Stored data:
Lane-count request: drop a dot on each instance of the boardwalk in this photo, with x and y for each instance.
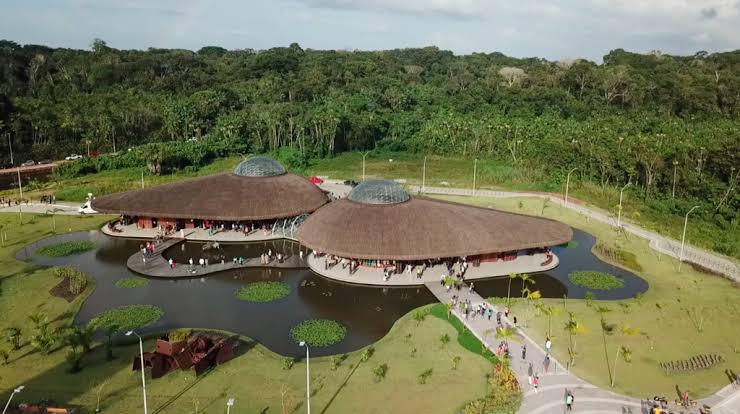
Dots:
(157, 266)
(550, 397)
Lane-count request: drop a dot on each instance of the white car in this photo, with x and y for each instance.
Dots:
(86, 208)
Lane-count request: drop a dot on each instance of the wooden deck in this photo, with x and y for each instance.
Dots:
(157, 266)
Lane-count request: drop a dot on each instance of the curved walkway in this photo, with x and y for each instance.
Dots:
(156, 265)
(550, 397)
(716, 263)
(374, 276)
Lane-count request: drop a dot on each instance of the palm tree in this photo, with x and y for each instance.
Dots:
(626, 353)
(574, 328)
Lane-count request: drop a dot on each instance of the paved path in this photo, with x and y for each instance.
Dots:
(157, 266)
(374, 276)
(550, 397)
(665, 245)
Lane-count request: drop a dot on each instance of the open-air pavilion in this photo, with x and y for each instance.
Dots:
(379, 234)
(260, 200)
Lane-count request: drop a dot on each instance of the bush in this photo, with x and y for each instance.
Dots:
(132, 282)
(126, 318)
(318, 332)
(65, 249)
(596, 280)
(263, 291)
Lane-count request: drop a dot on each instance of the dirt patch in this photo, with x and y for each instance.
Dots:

§ What is being asked: Arrange everything from the line containing "Lane-count request: drop a dot on each instance of the dirt" down to the end of the items as a JSON list of strings, one string per line, leaving out blank lines.

§ Answer to this problem:
[
  "Lane-count request: drop a dot on each instance of the dirt patch in this photo, with x and y for each instance.",
  "Dots:"
]